• [Problem description]: Below are records to be repeated in full. Give them exactly.

[Dataset entries]
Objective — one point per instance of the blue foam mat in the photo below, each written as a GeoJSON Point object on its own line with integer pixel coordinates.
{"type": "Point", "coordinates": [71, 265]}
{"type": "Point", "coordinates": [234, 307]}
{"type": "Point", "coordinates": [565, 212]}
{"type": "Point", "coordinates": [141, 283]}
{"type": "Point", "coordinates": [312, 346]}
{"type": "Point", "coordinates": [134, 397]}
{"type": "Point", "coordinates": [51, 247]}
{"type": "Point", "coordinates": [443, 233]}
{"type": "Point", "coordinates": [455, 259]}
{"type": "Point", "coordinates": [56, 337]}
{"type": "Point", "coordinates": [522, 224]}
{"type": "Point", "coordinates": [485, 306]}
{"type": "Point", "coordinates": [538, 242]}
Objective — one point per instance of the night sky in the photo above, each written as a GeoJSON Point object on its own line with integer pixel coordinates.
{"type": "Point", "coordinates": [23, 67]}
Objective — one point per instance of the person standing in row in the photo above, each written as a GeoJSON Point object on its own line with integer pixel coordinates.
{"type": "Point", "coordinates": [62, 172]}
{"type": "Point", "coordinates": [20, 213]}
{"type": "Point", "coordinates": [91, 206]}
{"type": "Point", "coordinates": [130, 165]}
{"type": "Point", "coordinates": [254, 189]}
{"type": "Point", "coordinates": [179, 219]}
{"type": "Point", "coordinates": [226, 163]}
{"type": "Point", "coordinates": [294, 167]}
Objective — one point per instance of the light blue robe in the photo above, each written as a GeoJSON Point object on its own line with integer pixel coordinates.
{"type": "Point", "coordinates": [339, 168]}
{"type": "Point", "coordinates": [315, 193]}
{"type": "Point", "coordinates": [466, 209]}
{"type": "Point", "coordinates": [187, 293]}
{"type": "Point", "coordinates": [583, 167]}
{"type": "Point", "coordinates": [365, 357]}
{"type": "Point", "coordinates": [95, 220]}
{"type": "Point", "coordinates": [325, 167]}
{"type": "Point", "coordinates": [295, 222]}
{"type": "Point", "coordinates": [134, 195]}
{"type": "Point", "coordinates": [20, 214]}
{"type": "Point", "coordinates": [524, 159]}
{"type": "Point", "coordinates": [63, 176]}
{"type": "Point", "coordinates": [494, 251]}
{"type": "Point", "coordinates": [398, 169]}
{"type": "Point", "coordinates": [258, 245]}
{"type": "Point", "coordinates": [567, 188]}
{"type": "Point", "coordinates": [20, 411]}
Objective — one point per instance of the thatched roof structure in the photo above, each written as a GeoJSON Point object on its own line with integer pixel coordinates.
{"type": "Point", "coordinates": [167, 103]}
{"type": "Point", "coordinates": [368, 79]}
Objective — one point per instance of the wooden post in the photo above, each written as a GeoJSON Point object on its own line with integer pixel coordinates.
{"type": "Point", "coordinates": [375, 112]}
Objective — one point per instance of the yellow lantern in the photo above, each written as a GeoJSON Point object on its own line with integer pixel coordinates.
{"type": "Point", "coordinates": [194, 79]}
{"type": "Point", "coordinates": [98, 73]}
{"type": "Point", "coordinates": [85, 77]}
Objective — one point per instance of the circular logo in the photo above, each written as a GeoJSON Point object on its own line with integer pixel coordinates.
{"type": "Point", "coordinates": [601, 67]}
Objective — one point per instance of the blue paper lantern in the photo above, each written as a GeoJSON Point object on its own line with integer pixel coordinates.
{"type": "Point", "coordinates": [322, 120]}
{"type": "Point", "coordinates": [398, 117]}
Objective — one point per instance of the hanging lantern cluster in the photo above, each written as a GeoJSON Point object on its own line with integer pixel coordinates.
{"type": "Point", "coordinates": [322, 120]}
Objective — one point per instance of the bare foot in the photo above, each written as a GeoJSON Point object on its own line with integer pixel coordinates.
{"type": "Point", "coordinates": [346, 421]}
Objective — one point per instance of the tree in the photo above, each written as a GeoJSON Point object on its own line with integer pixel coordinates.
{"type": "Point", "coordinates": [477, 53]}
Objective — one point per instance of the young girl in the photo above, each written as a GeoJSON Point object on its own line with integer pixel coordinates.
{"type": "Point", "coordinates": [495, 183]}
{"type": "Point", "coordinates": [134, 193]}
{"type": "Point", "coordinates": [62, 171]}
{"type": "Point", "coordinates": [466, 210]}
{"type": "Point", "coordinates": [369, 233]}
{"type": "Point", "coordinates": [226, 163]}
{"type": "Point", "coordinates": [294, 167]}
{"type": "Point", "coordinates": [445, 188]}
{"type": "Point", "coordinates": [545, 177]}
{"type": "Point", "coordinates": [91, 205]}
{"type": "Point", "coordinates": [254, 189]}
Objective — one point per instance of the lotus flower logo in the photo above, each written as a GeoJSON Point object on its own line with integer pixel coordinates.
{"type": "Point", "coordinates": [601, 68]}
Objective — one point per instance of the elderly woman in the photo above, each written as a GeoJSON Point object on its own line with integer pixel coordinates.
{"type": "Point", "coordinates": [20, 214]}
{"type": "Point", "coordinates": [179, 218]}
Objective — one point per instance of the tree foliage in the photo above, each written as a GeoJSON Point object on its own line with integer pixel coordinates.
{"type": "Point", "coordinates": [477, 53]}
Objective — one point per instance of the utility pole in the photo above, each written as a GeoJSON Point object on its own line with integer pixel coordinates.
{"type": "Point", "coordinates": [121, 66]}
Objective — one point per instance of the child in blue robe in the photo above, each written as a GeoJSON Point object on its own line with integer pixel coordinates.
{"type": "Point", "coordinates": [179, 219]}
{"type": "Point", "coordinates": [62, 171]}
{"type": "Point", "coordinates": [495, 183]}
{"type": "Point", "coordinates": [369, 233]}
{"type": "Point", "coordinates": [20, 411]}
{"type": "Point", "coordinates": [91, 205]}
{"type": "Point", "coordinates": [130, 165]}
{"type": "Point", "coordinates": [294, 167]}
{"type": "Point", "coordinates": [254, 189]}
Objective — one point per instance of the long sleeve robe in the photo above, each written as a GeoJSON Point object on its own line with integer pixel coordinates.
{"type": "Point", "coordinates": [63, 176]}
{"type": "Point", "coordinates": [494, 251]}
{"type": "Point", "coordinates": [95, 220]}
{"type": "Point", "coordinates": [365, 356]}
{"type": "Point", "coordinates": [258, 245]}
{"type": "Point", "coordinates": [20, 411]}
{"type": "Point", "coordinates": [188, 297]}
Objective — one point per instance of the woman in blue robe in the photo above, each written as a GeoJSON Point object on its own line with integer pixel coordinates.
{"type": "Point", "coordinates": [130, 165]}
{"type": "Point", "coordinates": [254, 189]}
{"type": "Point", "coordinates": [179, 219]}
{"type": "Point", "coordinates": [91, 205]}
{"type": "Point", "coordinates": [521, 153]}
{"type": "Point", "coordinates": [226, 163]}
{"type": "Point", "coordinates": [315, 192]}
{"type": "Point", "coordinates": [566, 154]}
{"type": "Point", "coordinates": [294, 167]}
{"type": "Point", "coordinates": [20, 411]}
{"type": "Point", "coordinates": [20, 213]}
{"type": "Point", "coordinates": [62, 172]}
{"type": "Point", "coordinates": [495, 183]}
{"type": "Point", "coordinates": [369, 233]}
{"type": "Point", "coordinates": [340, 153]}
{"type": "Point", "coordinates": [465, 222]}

• [Written solution]:
Objective — one point per instance of the blue foam mat in the photo below, each written as a GeoJSON Point object on its own line with integer pixel coordinates.
{"type": "Point", "coordinates": [71, 265]}
{"type": "Point", "coordinates": [234, 307]}
{"type": "Point", "coordinates": [565, 212]}
{"type": "Point", "coordinates": [141, 283]}
{"type": "Point", "coordinates": [312, 346]}
{"type": "Point", "coordinates": [134, 397]}
{"type": "Point", "coordinates": [51, 247]}
{"type": "Point", "coordinates": [443, 233]}
{"type": "Point", "coordinates": [455, 259]}
{"type": "Point", "coordinates": [56, 337]}
{"type": "Point", "coordinates": [522, 224]}
{"type": "Point", "coordinates": [485, 306]}
{"type": "Point", "coordinates": [538, 242]}
Objective — one point per instance of the night sky in the photo above, each written as a GeoJSON Point object on its own line with integer pixel coordinates.
{"type": "Point", "coordinates": [23, 67]}
Objective — one point per instance of the person standing in row in the photo above, each written as a GeoJSON Point object on its own line with integer pixel coordinates.
{"type": "Point", "coordinates": [62, 172]}
{"type": "Point", "coordinates": [20, 213]}
{"type": "Point", "coordinates": [91, 206]}
{"type": "Point", "coordinates": [130, 165]}
{"type": "Point", "coordinates": [254, 189]}
{"type": "Point", "coordinates": [179, 219]}
{"type": "Point", "coordinates": [226, 163]}
{"type": "Point", "coordinates": [294, 167]}
Objective — one point per instance of the light blue robe in the photo above, each written as a GeoJSON Point object on its own line with integer pixel coordinates.
{"type": "Point", "coordinates": [339, 168]}
{"type": "Point", "coordinates": [315, 193]}
{"type": "Point", "coordinates": [466, 209]}
{"type": "Point", "coordinates": [187, 293]}
{"type": "Point", "coordinates": [583, 167]}
{"type": "Point", "coordinates": [365, 357]}
{"type": "Point", "coordinates": [95, 220]}
{"type": "Point", "coordinates": [325, 167]}
{"type": "Point", "coordinates": [295, 222]}
{"type": "Point", "coordinates": [134, 195]}
{"type": "Point", "coordinates": [20, 214]}
{"type": "Point", "coordinates": [524, 159]}
{"type": "Point", "coordinates": [63, 176]}
{"type": "Point", "coordinates": [494, 251]}
{"type": "Point", "coordinates": [398, 169]}
{"type": "Point", "coordinates": [258, 245]}
{"type": "Point", "coordinates": [567, 188]}
{"type": "Point", "coordinates": [20, 411]}
Objective — one point per instance of the thatched roof structure in the photo above, each written as a GeoJSON Point object on its own line with integer pixel coordinates.
{"type": "Point", "coordinates": [167, 103]}
{"type": "Point", "coordinates": [368, 79]}
Objective — one point per instance of the wooden post in the photo above, each written as a GeoJSON Point object on its own line with integer pixel coordinates.
{"type": "Point", "coordinates": [375, 112]}
Objective — one point per instance of the yellow lantern in the photo above, each written as a GeoJSON Point object on its own line with integer pixel coordinates.
{"type": "Point", "coordinates": [194, 79]}
{"type": "Point", "coordinates": [98, 73]}
{"type": "Point", "coordinates": [85, 77]}
Objective — one point per instance of the circular logo in the photo above, each written as a GeoJSON Point object on its own line with integer pixel coordinates.
{"type": "Point", "coordinates": [601, 67]}
Objective — one point per instance of the blue paper lantern in the photo above, each written as a GeoJSON Point object on its own line with integer pixel coordinates.
{"type": "Point", "coordinates": [322, 120]}
{"type": "Point", "coordinates": [398, 117]}
Objective — one point per instance of the hanging lantern cluster in the photo above, each written as a GeoJSON Point object on its own line with integer pixel coordinates.
{"type": "Point", "coordinates": [322, 120]}
Objective — one point per instance of the bare foot in the photo above, each written as a GeoJSON Point object on its own line with integer pixel coordinates.
{"type": "Point", "coordinates": [346, 421]}
Objective — one point per instance of the tree in the photo above, each written as a GeoJSON Point object on its own line with integer pixel coordinates.
{"type": "Point", "coordinates": [477, 53]}
Objective — one point per instance of the young girl in the photo above, each written as a GeoJSON Point object on its own line with integer pixel coordinates.
{"type": "Point", "coordinates": [495, 183]}
{"type": "Point", "coordinates": [134, 193]}
{"type": "Point", "coordinates": [62, 171]}
{"type": "Point", "coordinates": [466, 210]}
{"type": "Point", "coordinates": [369, 233]}
{"type": "Point", "coordinates": [226, 163]}
{"type": "Point", "coordinates": [294, 167]}
{"type": "Point", "coordinates": [445, 188]}
{"type": "Point", "coordinates": [545, 177]}
{"type": "Point", "coordinates": [91, 205]}
{"type": "Point", "coordinates": [254, 189]}
Objective — one point per instance of the lotus flower logo in the photo above, each written as a GeoJSON Point object on its own line with integer pixel coordinates.
{"type": "Point", "coordinates": [601, 68]}
Objective — one point per instance of the elderly woman in the photo above, each written as a GeoJSON Point object on its own line with integer pixel coordinates.
{"type": "Point", "coordinates": [20, 214]}
{"type": "Point", "coordinates": [179, 218]}
Objective — one point per instance of the tree foliage in the photo above, each written as a GeoJSON Point object on its own line with integer pixel coordinates.
{"type": "Point", "coordinates": [477, 53]}
Objective — one point per instance of the utility pole in the photo above, each written as a GeoJSON Point object on its own line with integer pixel coordinates.
{"type": "Point", "coordinates": [121, 66]}
Objective — one point per instance of the child in blue robe in the photo above, each written as a GeoJSON Point object on its own line with integer pixel coordinates.
{"type": "Point", "coordinates": [179, 219]}
{"type": "Point", "coordinates": [62, 171]}
{"type": "Point", "coordinates": [495, 183]}
{"type": "Point", "coordinates": [369, 233]}
{"type": "Point", "coordinates": [20, 411]}
{"type": "Point", "coordinates": [91, 205]}
{"type": "Point", "coordinates": [130, 165]}
{"type": "Point", "coordinates": [294, 167]}
{"type": "Point", "coordinates": [254, 189]}
Objective — one point per instance of the long sleeve robe in the photo above, each written as a GeoJSON Point object on its own line with integer pixel coordinates.
{"type": "Point", "coordinates": [63, 176]}
{"type": "Point", "coordinates": [494, 251]}
{"type": "Point", "coordinates": [95, 220]}
{"type": "Point", "coordinates": [365, 356]}
{"type": "Point", "coordinates": [258, 245]}
{"type": "Point", "coordinates": [20, 411]}
{"type": "Point", "coordinates": [188, 297]}
Objective — one point per instance of the woman in blue robe in the photo above, each written as a GeoJSON Point object on its own line with integer pixel coordinates.
{"type": "Point", "coordinates": [130, 165]}
{"type": "Point", "coordinates": [254, 189]}
{"type": "Point", "coordinates": [179, 219]}
{"type": "Point", "coordinates": [91, 205]}
{"type": "Point", "coordinates": [521, 153]}
{"type": "Point", "coordinates": [226, 163]}
{"type": "Point", "coordinates": [315, 192]}
{"type": "Point", "coordinates": [566, 154]}
{"type": "Point", "coordinates": [294, 167]}
{"type": "Point", "coordinates": [20, 411]}
{"type": "Point", "coordinates": [20, 213]}
{"type": "Point", "coordinates": [62, 172]}
{"type": "Point", "coordinates": [495, 183]}
{"type": "Point", "coordinates": [369, 233]}
{"type": "Point", "coordinates": [340, 153]}
{"type": "Point", "coordinates": [465, 222]}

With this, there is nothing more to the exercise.